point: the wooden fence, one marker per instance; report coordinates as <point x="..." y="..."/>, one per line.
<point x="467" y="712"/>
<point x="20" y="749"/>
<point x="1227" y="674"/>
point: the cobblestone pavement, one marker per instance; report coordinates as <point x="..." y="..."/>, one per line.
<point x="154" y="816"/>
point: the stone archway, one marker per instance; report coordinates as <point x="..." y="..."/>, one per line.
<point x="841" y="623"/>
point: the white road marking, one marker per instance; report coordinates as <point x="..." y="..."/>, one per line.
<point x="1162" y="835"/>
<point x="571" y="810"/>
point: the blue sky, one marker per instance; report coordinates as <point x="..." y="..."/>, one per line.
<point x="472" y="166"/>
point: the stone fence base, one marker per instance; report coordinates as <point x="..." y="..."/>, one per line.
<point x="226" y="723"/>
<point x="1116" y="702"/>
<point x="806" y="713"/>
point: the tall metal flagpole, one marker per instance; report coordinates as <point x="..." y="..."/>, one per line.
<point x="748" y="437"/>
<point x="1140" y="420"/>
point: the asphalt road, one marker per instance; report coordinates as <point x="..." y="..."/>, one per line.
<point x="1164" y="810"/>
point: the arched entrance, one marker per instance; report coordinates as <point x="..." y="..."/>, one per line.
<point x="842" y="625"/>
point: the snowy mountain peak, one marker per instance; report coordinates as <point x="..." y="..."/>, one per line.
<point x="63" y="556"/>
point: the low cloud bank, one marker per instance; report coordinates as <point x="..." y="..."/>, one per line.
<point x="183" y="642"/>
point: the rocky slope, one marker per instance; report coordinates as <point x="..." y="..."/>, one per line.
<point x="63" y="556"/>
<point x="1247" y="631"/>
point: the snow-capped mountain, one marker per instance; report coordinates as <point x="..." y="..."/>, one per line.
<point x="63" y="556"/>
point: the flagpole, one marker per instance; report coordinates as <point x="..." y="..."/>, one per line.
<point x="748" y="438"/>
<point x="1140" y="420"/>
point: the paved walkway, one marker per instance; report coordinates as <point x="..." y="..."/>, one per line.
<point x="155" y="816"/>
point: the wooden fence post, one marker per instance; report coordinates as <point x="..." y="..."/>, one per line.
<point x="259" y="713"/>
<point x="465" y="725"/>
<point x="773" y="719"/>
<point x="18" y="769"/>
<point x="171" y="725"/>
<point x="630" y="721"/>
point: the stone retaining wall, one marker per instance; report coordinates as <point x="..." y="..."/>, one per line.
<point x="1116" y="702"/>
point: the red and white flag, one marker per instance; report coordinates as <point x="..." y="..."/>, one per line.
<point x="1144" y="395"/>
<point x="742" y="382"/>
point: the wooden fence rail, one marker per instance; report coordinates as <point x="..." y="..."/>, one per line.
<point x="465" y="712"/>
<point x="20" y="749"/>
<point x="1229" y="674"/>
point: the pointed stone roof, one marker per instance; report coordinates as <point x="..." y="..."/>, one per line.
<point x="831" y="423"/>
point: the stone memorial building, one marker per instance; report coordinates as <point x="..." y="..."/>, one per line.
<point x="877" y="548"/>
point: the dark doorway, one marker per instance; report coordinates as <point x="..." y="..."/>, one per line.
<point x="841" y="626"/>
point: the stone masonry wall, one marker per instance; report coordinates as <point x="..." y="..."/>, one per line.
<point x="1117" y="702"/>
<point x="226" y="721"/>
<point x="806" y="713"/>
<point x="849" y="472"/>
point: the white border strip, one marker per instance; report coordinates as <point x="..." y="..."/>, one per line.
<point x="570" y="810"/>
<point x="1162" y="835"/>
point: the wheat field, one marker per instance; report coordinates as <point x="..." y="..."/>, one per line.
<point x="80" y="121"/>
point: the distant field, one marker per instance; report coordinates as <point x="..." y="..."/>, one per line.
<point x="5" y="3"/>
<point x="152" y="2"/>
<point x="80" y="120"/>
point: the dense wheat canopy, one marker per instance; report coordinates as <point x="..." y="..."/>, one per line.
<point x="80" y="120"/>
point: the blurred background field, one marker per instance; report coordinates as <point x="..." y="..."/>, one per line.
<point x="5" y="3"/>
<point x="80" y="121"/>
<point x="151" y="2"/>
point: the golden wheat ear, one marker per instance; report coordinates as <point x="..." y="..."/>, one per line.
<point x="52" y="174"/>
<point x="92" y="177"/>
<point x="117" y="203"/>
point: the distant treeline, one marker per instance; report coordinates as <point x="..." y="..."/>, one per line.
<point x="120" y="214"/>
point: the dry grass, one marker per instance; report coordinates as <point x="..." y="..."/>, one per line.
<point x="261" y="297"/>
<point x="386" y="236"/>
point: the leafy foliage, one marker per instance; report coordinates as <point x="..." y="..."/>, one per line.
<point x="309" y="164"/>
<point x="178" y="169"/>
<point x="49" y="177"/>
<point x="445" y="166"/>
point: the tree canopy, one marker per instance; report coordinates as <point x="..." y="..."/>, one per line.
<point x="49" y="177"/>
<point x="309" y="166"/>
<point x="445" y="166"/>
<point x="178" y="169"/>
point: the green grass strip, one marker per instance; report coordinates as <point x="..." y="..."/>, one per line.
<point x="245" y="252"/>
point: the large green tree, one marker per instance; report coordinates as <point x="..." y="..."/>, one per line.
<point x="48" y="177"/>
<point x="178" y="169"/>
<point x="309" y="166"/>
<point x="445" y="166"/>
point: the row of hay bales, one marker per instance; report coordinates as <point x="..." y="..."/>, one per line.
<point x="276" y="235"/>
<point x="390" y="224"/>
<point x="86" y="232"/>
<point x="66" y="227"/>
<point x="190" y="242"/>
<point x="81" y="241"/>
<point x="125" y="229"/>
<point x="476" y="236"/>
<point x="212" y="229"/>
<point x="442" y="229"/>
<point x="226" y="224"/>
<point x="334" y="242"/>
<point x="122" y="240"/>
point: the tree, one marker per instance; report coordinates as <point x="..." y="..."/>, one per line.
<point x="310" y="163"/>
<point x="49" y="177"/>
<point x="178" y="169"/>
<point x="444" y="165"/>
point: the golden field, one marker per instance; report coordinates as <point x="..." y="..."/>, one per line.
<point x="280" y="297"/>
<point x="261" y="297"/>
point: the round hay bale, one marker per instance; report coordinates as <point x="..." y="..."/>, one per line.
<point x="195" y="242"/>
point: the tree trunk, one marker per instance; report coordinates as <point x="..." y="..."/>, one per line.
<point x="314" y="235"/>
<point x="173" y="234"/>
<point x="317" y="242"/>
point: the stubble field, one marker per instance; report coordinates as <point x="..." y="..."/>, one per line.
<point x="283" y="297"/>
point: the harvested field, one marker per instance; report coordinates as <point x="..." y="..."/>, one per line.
■ ■ ■
[Your instructions]
Render every line of the entries above as a Markdown table with the columns Row and Line, numbering the rows in order and omitting blank lines.

[Exercise solution]
| Row | Line |
|---|---|
| 1 | point: the wooden fence, one marker per instance; report coordinates as <point x="..." y="..."/>, one per line. |
| 2 | <point x="467" y="712"/> |
| 3 | <point x="20" y="749"/> |
| 4 | <point x="1227" y="674"/> |
| 5 | point: the cobblestone pavement, one marker per instance; report coordinates as <point x="..." y="..."/>, one per line. |
| 6 | <point x="154" y="816"/> |
| 7 | point: the stone archway, one marker per instance; report coordinates as <point x="..." y="..."/>, one per line. |
| 8 | <point x="841" y="623"/> |
| 9 | point: the white road marking, one marker per instance; report coordinates as <point x="..." y="..."/>, one per line. |
| 10 | <point x="1162" y="835"/> |
| 11 | <point x="571" y="810"/> |
| 12 | point: the blue sky, one marker per instance; report coordinates as <point x="..." y="..."/>, one per line. |
| 13 | <point x="472" y="166"/> |
| 14 | point: the stone fence base, one marker per instance; report coordinates as <point x="..." y="..."/>, one per line. |
| 15 | <point x="226" y="723"/> |
| 16 | <point x="1116" y="702"/> |
| 17 | <point x="806" y="713"/> |
| 18 | point: the tall metal flagpole, one marker per instance; report coordinates as <point x="..." y="..."/>, one per line. |
| 19 | <point x="748" y="437"/> |
| 20 | <point x="1140" y="420"/> |
| 21 | point: the asphalt road, one marker per instance; report coordinates as <point x="..." y="..."/>, one per line. |
| 22 | <point x="1164" y="810"/> |
| 23 | point: the arched entrance, one marker per instance; report coordinates as <point x="..." y="..."/>, one per line. |
| 24 | <point x="842" y="625"/> |
| 25 | point: the snowy mountain peak, one marker per instance; report coordinates as <point x="..." y="..."/>, one per line. |
| 26 | <point x="63" y="556"/> |
| 27 | point: the low cloud bank, one marker per instance; report coordinates as <point x="..." y="..."/>, one per line. |
| 28 | <point x="183" y="642"/> |
| 29 | point: the rocky slope, one marker per instance; report coordinates as <point x="..." y="..."/>, one per line. |
| 30 | <point x="63" y="556"/> |
| 31 | <point x="1247" y="631"/> |
| 32 | point: the snow-capped mountain, one marker per instance; report coordinates as <point x="..." y="..."/>, one per line. |
| 33 | <point x="63" y="556"/> |
| 34 | point: the flagpole, one marker per instance; report coordinates as <point x="..." y="..."/>, one per line. |
| 35 | <point x="748" y="438"/> |
| 36 | <point x="1140" y="420"/> |
| 37 | point: the paved walkway, one marker per instance; report coordinates as <point x="..." y="..."/>, one per line. |
| 38 | <point x="155" y="816"/> |
| 39 | point: the wooden fence post, one marker per instance; report coordinates as <point x="..." y="..."/>, one per line. |
| 40 | <point x="259" y="713"/> |
| 41 | <point x="465" y="725"/> |
| 42 | <point x="773" y="719"/> |
| 43 | <point x="18" y="769"/> |
| 44 | <point x="171" y="725"/> |
| 45 | <point x="630" y="721"/> |
| 46 | point: the stone retaining wall, one marker per instance; report coordinates as <point x="..." y="..."/>, one per line. |
| 47 | <point x="1116" y="702"/> |
| 48 | point: the red and white flag, one marker per instance; report coordinates as <point x="..." y="..."/>, one per line. |
| 49 | <point x="1144" y="395"/> |
| 50 | <point x="742" y="382"/> |
| 51 | point: the wooden fence rail, one marker per instance; report coordinates as <point x="..." y="..."/>, one per line. |
| 52 | <point x="465" y="712"/> |
| 53 | <point x="20" y="749"/> |
| 54 | <point x="1229" y="674"/> |
| 55 | point: the pointed stone roof, one marker per instance; report coordinates as <point x="..." y="..."/>, one per line. |
| 56 | <point x="831" y="423"/> |
| 57 | point: the stone memorial building, one marker per instance; report coordinates as <point x="..." y="..."/>, one per line. |
| 58 | <point x="877" y="548"/> |
| 59 | point: the dark doorway, one marker per instance; report coordinates as <point x="..." y="..."/>, one per line. |
| 60 | <point x="841" y="626"/> |
| 61 | point: the stone masonry wall, one marker per instance; report coordinates as <point x="..." y="..."/>, one per line. |
| 62 | <point x="1117" y="702"/> |
| 63 | <point x="226" y="721"/> |
| 64 | <point x="806" y="713"/> |
| 65 | <point x="849" y="472"/> |
| 66 | point: the white border strip, one marker per instance; report coordinates as <point x="..." y="..."/>, one per line. |
| 67 | <point x="570" y="810"/> |
| 68 | <point x="1162" y="835"/> |
| 69 | point: the wheat field, one marker per instance; report coordinates as <point x="..." y="..."/>, one per line. |
| 70 | <point x="80" y="121"/> |
| 71 | point: the distant field, one marker per instance; report coordinates as <point x="..." y="..."/>, one per line. |
| 72 | <point x="5" y="3"/> |
| 73 | <point x="152" y="2"/> |
| 74 | <point x="80" y="120"/> |
| 75 | point: the dense wheat canopy, one marker per instance; report coordinates as <point x="..." y="..."/>, one per line. |
| 76 | <point x="80" y="120"/> |
| 77 | point: the blurred background field, one marker per instance; report coordinates as <point x="..." y="..."/>, one per line. |
| 78 | <point x="5" y="3"/> |
| 79 | <point x="80" y="121"/> |
| 80 | <point x="151" y="2"/> |
| 81 | point: the golden wheat ear, one marker per instance; report coordinates as <point x="..." y="..."/>, one per line. |
| 82 | <point x="52" y="174"/> |
| 83 | <point x="92" y="177"/> |
| 84 | <point x="117" y="203"/> |
| 85 | point: the distant treeline, one marker per instance; report coordinates as <point x="..." y="..."/>, one per line. |
| 86 | <point x="120" y="214"/> |
| 87 | point: the dry grass, one marker per instance; report coordinates as <point x="..." y="..."/>, one per line. |
| 88 | <point x="261" y="297"/> |
| 89 | <point x="386" y="236"/> |
| 90 | point: the leafy foliage, one marker per instance; report coordinates as <point x="..." y="..."/>, one per line. |
| 91 | <point x="309" y="164"/> |
| 92 | <point x="178" y="169"/> |
| 93 | <point x="49" y="177"/> |
| 94 | <point x="445" y="166"/> |
| 95 | point: the tree canopy, one marker per instance; report coordinates as <point x="..." y="..."/>, one per line. |
| 96 | <point x="49" y="177"/> |
| 97 | <point x="309" y="166"/> |
| 98 | <point x="445" y="166"/> |
| 99 | <point x="178" y="169"/> |
| 100 | point: the green grass strip, one marker per instance; report coordinates as <point x="..." y="..."/>, one per line. |
| 101 | <point x="245" y="252"/> |
| 102 | point: the large green tree, one marker per instance; report coordinates as <point x="..." y="..."/>, one per line. |
| 103 | <point x="48" y="177"/> |
| 104 | <point x="178" y="169"/> |
| 105 | <point x="309" y="166"/> |
| 106 | <point x="445" y="166"/> |
| 107 | point: the row of hay bales, one marker per instance; report coordinates as <point x="..." y="..."/>, one per line. |
| 108 | <point x="276" y="235"/> |
| 109 | <point x="390" y="224"/> |
| 110 | <point x="86" y="232"/> |
| 111 | <point x="66" y="227"/> |
| 112 | <point x="190" y="242"/> |
| 113 | <point x="81" y="241"/> |
| 114 | <point x="125" y="229"/> |
| 115 | <point x="476" y="236"/> |
| 116 | <point x="212" y="229"/> |
| 117 | <point x="442" y="229"/> |
| 118 | <point x="226" y="224"/> |
| 119 | <point x="334" y="242"/> |
| 120 | <point x="122" y="240"/> |
| 121 | point: the tree, one marker per instance; report coordinates as <point x="..." y="..."/>, one per line. |
| 122 | <point x="310" y="163"/> |
| 123 | <point x="49" y="177"/> |
| 124 | <point x="178" y="169"/> |
| 125 | <point x="444" y="165"/> |
| 126 | point: the golden field, one marker per instance; report coordinates as <point x="..." y="..."/>, one per line. |
| 127 | <point x="280" y="297"/> |
| 128 | <point x="261" y="297"/> |
| 129 | point: the round hay bale, one marker per instance; report coordinates as <point x="..." y="..."/>, one per line. |
| 130 | <point x="195" y="242"/> |
| 131 | point: the tree trunk, one marker per instance; report coordinates as <point x="..." y="..."/>, one per line. |
| 132 | <point x="314" y="235"/> |
| 133 | <point x="173" y="234"/> |
| 134 | <point x="317" y="242"/> |
| 135 | point: the stubble field, one marker per instance; report coordinates as <point x="..." y="..."/>, one per line. |
| 136 | <point x="283" y="297"/> |
| 137 | point: the harvested field, one marker per instance; report coordinates as <point x="..." y="..."/>, one per line. |